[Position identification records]

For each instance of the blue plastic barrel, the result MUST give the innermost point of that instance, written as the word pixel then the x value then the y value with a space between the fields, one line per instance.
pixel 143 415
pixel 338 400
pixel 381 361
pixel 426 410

-- Task description --
Please rewrite the material with "blue plastic barrel" swapped for "blue plastic drum" and everything else kept the same.

-- Exercise answer --
For each instance of the blue plastic drum, the result MUST give the innermost point of that instance, written as the word pixel then the x value then the y value with a space between the fields, one line per instance.
pixel 143 415
pixel 338 400
pixel 381 361
pixel 426 410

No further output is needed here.